● **Consigne A**
Pour chacune des affirmations suivantes, indiquez si elle concorde avec le texte sur le Spiritual et le Gospel (oui ou non) et citez les mots du texte qui le montrent : (i) durant la première moitié du XVIII° siècle, les Noirs intègrent majoritairement l'Église méthodiste ; (ii) les premiers Negro Spirituals apparaissent à partir de 1780 ; (iii) en 1932, Tom Dorsey crée une société d'éditions musicales avec Sallie Martin.
● **Consigne B**
D'après le texte sur le Spiritual et le Gospel, sous quelle étiquette les spirituals typiquement afro-américains sont-ils publiés dans les années 20 ?
● **Consigne C**
Donnez la suite du texte sur le Spiritual et le Gospel, en partant de sa dernière phrase.

Les deux styles fondateurs de la musique afro-américaine, le Spiritual / Gospel et le Blues ont quasiment disparu de la scène musicale. Ils sont pourtant à l’origine du Jazz, de la Soul, du Rock et de ses dérivés.
Les esclaves noirs, évangélisés au XVIII° siècle, découvrent l’Ancien Testament et la Bible. Ils font un parallèle entre leur propre histoire et celle des Hébreux : l’esclavage – le Jourdain et fleuve Ohio, qui sépare le Sud esclavagiste des états de liberté – L’exode des Juifs vers le pays de Canaan avec la fuite des Noirs vers la « Terre Promise », le Nord et le Canada.
Durant la première moitié du XVIII° siècle les Noirs intègrent majoritairement l’Eglise baptiste, qui leur offre plus de liberté de culte que celles presbytérienne et méthodiste. Ils chantent avec ferveur les psaumes et les hymnes compilés dans les deux recueils du Dr. Isaac Watts largement diffusés dans tout le pays.
Les premiers Negro Spirituals apparaissent à partir de 1780 avec la création des paroisses indépendantes noires. Dans ces nouvelles églises, les fidèles peuvent s’exprimer dans la tradition du chant africain : l’emploi des Blue Notes (en Do majeur le Mib et le Sib remplacent le Mi et le Si, notes absentes de gamme africaine) – L’accompagnement d’instruments de musique – L’improvisation – La danse jusqu’à la transe… Au fil du temps, l’interprétation se modifie pour devenir in style à part entière.
Dans le Sud, l’improvisation dans les Spirituals fut un moyen de transmettre des messages codés un utilisant des mots à double sens afin de favoriser leur évasion vers le Nord. (Le Gospel Train to Heaven est la filière vers la liberté)
Les Spirituals se diffusent dans tout le pays au XIX° siècle et connaissent une grande popularité après la guerre de Sécession. Les premiers enregistrements à partir de 1902 ne sont guère convaincants. Les spirituals typiquement afro-américains sont publiés dans les années 20 sous l’étiquette des « race records ». On distingue plusieurs styles : les Prêcheurs et Révérends (souvent autoproclamés), les chorales encore traditionnelles, les guitaristes évangélistes Itinérants, les quartettes masculins (ils sont souvent cinq).
Simplifions la différence entre le Négro Spiritual et le Gospel : Le Spiritual reste proche des textes sacrés tandis que le Gospel en est une interprétation plus libre et désigne également des compositions originales.
Dans les années 20, Thomas Andrew Dorsey, un pianiste, compositeur et chanteur de blues salaces voire pornographiques, a une révélation, la rencontre avec une apparition divine. Tout en continuant sa carrière de pianiste de bastringue, il écrit de joyeux Gospel Songs fortement influencés par le blues. Il lui faudra quelques années pour se faire accepter par l’Eglise en raison de sa mauvaise réputation. Le style de ses compositions, tant par les textes que par les structures rythmiques et harmoniques, est une révolution. En 1932 Tom Dorsey crée une société d’éditions musicales avec Sallie Martin et s’investit dans le monde religieux. Il est non seulement le père du Gospel moderne mais également son compositeur le plus prolifique avec plusieurs centaines de titres.

● **Données enregistrées**

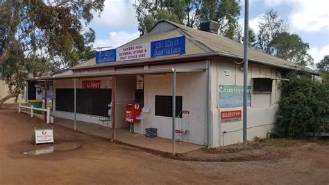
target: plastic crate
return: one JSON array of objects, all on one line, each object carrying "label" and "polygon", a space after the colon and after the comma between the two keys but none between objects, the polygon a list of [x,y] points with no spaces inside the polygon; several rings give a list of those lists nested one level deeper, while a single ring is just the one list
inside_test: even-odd
[{"label": "plastic crate", "polygon": [[148,138],[155,138],[158,136],[158,129],[146,128],[145,129],[145,136]]}]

● **Réponse attendue A**
(i) Non : « les Noirs intègrent majoritairement l’Eglise baptiste »
(ii) Oui : « Les premiers Negro Spirituals apparaissent à partir de 1780 avec la création des paroisses indépendantes noires »
(iii) Oui : « En 1932 Tom Dorsey crée une société d’éditions musicales avec Sallie Martin »

● **Réponse attendue B**
Sous l’étiquette des « race records ».

● **Réponse attendue C**
L’âge d’or de ce nouveau gospel se situe entre le début des années 40 et le début des années 60. On ne compte plus les centaines de groupe de qualité qui se produisent dans tout le pays et sont enregistrés par de grandes compagnies de disques ou aux frais de leurs paroisses. Les quartettes masculins connaissent un succès international, en particulier le Golden Gate Quartet, qui, malgré sa popularité, est loin de de faire l’unanimité des connaisseurs. Ce gospel moderne devenu populaire est pour beaucoup d’artistes, croyants ou non, un moyen comme un autre de faire fortune et de connaître la gloire.
A partir des années 40 le Gospel devient une affaire de gros sous et cette musique envahit les salles de concert. La chanteuse et guitariste Sister Rosetta Tharpe se produit avec le grand orchestre de jazz de Lucky Millinder dans des clubs enfumés avant de faire une longue carrière indépendante. Une autre nouvelle venue la grande chanteuse Mahalia Jackson fait exploser les ventes de disques dans les années 40. Toutes deux sont profondément pieuses mais cette dernière refusera tout engagement dans le monde séculier.
Dans les années 60 le Gospel est devenu un produit commercial. Ses stars se produisent même à Las Vegas. Une chaine américaine programme exclusivement le nouvel gospel tant blanc que noir et l’appât du gain incite les groupes de chanteurs de Gospel blanc à se multiplier. Les aspérités typiquement afro-américaines sont gommées pour plaire à un plus large public. Le Gospel est devenu un spectacle sans âme.
Peu d’artistes viennent en Europe. Il faut attendre les années 50 pour pouvoir applaudir des groupes de talent. Mahalia fait sa première tournée en Europe en 1950, Le Rév Samuel Kelsey et sa congrégation sont au Théâtre des Champs Elysées la même année. Le Hot Club de France et Radio France en sont les principaux promoteurs. Profitant de la mode du Blues, l’agence allemande Lippmann + Rau organise une tournée Spiritual & Gospel festival 1965 avec les Five Blind Boys of Mississippi, les Patterson Singers, Bishop Kelsey La Congregation of Temple Church of God and Christ. Le suisse Willy Leiser fait tourner dans les années 70 quelques groupes dont les Stars of Faith. Dans les années 80 les Barrett Sisters sont en France et participent en 1982 au Festival de Montauban.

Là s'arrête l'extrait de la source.